What this exercise asks:
• A. What learning objectives does the signal processing text list? Give each one by its heading.
• B. How would you sum up the signal processing text in two sentences?
• C. Can you rewrite the paragraph of the signal processing text that begins "Signal processing converts continuous analog sensor signals" as a bulleted list that keeps its main facts?

*** Opening of Document segment ***

Signal processing converts continuous analog sensor signals into discrete digital numbers through two key steps: sampling (taking snapshots in time at rate fs) and quantization (rounding voltage to discrete levels based on ADC bit depth). The Nyquist theorem requires fs > 2x the maximum signal frequency to prevent aliasing. For most IoT sensors, sample at 2.5-5x the signal bandwidth and use 12-bit ADC resolution. Over-sampling wastes power; under-sampling creates phantom signals (aliasing) that look real but are completely wrong.

23.1 Learning Objectives

By the end of this chapter, you will be able to:

  • Distinguish Analog from Digital: Explain why sensors produce continuous analog signals and why processors require discrete digital data
  • Apply the Nyquist Theorem: Calculate minimum and practical sampling rates for a given signal frequency
  • Trace the ADC Pipeline: Identify each stage of analog-to-digital conversion (anti-aliasing filter, sample-and-hold, quantizer) and describe its role
  • Evaluate Sampling Rate Trade-offs: Compare power consumption, data quality, and battery life across different sampling configurations for IoT applications
  • Diagnose Signal Processing Errors: Classify common pitfalls such as aliasing from undersampling, wasted resources from oversampling, and mismatched ADC resolution relative to sensor precision

Fundamentals:

Sensing:

Data Processing:

Design:

Learning:

23.2 Prerequisites

Before diving into this chapter, you should be familiar with:

  • Sensor Fundamentals and Types: Understanding different sensor types and their output characteristics provides context for why signal processing is necessary
  • Data Representation Fundamentals: Knowledge of binary numbers, bits, and bytes is essential for understanding ADC resolution and digital signal representation
  • Basic electronics: Familiarity with voltage, current, and simple circuits helps understand analog signal characteristics

The Problem: Sensors measure the real world (temperature, light, pressure), which is continuous and smooth. But microcontrollers and computers only understand discrete numbers (0s and 1s).

The Solution: Signal processing bridges this gap by converting continuous analog signals into discrete digital values that computers can process.

Real-World Analogy: Imagine watching a movie. The real world moves smoothly, but a movie is actually 24 still pictures per second. Your brain fills in the gaps, so it looks smooth. Signal processing does the same thing—it takes “snapshots” of sensor values fast enough that we capture all the important information.

*** Close of Document segment ***
*** Opening of Source data ***

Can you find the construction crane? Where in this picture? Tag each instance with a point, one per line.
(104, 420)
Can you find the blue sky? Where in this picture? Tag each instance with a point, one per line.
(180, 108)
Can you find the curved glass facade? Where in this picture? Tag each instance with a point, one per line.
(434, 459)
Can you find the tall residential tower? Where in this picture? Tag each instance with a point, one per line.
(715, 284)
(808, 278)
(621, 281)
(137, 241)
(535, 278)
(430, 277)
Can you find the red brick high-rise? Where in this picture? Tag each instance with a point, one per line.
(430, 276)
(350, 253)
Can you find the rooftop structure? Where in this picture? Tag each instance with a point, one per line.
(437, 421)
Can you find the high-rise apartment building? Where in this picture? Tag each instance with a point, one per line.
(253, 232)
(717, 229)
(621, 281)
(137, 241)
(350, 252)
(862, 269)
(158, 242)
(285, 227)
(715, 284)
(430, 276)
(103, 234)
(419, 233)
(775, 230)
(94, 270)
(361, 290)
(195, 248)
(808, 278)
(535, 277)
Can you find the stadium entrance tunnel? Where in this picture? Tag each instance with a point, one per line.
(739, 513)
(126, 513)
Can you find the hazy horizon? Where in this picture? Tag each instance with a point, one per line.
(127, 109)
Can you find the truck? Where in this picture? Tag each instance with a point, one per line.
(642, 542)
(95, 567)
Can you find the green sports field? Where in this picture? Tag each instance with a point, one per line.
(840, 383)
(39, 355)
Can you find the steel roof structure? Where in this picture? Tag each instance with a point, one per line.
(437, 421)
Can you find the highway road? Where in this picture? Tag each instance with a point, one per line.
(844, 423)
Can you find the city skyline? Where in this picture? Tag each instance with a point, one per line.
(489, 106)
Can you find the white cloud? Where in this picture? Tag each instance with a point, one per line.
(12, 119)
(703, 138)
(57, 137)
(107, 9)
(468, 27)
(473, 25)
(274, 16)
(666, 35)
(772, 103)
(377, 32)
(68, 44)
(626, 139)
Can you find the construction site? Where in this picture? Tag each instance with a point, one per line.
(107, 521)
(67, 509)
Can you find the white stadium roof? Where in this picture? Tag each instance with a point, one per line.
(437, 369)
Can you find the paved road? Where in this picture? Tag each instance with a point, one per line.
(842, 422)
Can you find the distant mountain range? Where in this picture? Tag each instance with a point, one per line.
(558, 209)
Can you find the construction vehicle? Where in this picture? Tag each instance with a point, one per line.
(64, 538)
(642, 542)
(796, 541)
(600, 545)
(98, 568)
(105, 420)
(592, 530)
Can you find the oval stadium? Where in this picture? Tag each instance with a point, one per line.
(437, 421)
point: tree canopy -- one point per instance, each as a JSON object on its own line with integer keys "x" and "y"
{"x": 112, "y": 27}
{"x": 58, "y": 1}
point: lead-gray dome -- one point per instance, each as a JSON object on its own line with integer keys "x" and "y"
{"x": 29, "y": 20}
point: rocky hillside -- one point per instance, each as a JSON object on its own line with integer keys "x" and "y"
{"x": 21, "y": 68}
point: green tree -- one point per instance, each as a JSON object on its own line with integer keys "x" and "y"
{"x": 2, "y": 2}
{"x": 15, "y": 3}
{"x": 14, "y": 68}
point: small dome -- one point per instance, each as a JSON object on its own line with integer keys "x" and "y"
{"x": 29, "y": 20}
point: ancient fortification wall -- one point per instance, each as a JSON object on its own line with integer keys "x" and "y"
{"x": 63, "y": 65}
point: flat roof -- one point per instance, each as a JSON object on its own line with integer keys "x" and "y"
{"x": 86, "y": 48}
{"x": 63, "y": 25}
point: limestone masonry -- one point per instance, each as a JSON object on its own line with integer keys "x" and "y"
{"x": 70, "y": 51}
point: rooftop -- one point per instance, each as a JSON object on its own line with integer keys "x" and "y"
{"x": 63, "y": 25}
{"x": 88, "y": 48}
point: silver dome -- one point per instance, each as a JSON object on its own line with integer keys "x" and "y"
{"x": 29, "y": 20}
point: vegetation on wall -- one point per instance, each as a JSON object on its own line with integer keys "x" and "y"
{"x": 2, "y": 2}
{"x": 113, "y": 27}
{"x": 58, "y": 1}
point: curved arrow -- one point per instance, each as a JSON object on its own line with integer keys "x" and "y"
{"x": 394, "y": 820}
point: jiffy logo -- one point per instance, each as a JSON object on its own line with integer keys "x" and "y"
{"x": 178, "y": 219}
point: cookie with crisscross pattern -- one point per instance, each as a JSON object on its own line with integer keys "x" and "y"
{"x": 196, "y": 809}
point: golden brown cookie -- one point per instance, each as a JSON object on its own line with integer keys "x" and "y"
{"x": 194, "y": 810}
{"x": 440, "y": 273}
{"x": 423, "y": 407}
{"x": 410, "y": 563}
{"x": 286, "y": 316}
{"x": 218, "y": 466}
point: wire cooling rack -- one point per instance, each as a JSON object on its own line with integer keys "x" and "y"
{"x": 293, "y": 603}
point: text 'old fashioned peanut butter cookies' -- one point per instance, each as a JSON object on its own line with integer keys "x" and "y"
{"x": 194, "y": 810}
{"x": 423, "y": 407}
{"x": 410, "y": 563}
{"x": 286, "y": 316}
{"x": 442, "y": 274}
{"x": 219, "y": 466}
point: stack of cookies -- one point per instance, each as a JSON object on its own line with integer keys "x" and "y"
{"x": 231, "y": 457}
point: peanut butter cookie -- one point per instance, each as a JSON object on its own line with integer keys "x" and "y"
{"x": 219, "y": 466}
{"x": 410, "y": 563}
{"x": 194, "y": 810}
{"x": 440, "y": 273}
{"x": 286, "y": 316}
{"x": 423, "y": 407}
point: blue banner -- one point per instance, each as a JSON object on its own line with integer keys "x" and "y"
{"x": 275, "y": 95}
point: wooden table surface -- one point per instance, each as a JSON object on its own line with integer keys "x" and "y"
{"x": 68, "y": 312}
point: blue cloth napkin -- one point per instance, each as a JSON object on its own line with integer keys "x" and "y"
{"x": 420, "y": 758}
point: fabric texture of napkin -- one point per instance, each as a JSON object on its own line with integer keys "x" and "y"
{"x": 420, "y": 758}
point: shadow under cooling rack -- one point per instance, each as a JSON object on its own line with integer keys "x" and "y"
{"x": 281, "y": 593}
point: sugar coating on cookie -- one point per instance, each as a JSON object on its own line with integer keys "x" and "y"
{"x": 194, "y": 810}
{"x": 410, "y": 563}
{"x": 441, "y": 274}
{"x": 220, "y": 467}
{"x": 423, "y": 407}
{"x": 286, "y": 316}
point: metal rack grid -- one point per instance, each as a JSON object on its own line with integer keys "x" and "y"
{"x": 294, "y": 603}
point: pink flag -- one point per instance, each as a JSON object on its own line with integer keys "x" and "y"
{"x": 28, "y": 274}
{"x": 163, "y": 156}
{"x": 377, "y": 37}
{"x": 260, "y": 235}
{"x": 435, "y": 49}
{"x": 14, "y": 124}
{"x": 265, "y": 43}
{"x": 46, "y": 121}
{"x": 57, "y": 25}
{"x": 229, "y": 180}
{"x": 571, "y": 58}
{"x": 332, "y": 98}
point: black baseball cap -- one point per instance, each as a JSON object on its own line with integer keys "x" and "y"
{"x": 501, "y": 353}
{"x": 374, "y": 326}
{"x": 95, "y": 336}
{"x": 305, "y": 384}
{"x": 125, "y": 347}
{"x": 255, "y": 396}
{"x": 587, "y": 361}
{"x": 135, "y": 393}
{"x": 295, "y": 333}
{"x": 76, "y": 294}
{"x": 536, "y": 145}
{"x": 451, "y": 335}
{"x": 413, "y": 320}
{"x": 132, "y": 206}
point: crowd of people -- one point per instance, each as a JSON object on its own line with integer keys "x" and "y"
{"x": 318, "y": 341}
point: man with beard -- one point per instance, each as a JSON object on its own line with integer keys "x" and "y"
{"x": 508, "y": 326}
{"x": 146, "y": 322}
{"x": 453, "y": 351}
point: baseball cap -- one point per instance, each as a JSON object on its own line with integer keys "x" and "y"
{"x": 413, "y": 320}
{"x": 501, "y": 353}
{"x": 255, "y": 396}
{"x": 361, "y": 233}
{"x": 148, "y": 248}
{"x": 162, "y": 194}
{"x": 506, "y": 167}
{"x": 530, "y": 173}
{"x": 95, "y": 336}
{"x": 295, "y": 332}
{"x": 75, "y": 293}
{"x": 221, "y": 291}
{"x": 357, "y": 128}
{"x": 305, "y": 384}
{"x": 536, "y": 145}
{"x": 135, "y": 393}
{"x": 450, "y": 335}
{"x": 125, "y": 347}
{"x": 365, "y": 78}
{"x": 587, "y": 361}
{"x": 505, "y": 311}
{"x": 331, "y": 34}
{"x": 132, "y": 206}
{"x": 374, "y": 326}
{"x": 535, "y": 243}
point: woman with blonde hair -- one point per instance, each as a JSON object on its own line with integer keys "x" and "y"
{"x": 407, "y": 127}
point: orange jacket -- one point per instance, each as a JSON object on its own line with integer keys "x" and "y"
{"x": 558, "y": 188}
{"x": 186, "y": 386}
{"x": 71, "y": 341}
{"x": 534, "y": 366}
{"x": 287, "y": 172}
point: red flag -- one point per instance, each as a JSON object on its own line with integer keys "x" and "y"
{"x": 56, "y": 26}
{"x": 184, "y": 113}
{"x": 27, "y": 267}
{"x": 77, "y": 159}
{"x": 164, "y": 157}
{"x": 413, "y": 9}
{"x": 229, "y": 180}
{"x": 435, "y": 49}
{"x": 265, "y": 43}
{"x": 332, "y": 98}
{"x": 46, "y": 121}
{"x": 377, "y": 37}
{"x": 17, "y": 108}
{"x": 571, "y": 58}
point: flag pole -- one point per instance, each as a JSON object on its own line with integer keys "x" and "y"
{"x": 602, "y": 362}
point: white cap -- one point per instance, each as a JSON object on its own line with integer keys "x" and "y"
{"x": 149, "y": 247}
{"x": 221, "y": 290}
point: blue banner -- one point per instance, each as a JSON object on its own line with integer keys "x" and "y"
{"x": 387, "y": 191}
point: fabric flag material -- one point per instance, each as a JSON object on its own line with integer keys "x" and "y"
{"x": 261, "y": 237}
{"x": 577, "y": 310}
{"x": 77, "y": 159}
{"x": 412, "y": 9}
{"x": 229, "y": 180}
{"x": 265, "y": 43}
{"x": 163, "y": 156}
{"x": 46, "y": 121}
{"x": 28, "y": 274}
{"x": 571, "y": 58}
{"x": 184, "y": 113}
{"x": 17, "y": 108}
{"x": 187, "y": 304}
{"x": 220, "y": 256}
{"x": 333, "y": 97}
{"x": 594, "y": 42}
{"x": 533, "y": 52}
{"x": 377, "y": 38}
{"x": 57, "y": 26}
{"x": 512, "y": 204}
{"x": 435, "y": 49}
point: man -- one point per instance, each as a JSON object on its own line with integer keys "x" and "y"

*** Close of Source data ***

Answers to this exercise:
• A.
- Distinguish Analog from Digital
- Apply the Nyquist Theorem
- Trace the ADC Pipeline
- Evaluate Sampling Rate Trade-offs
- Diagnose Signal Processing Errors

• B. Signal processing bridges the gap between the continuous real world that sensors measure and the discrete numbers that microcontrollers understand by converting analog signals into digital values through sampling and quantization. The Nyquist theorem requires a sampling rate above twice the maximum signal frequency to prevent aliasing, and for most IoT sensors the text advises sampling at 2.5-5x the signal bandwidth with 12-bit ADC resolution.

• C.
- Signal processing converts continuous analog sensor signals into discrete digital numbers in two key steps.
- Sampling takes snapshots in time at rate fs.
- Quantization rounds voltage to discrete levels based on ADC bit depth.
- The Nyquist theorem requires fs to exceed twice the maximum signal frequency to prevent aliasing.
- For most IoT sensors, sample at 2.5-5x the signal bandwidth and use 12-bit ADC resolution.
- Over-sampling wastes power.
- Under-sampling creates aliasing: phantom signals that look real but are completely wrong.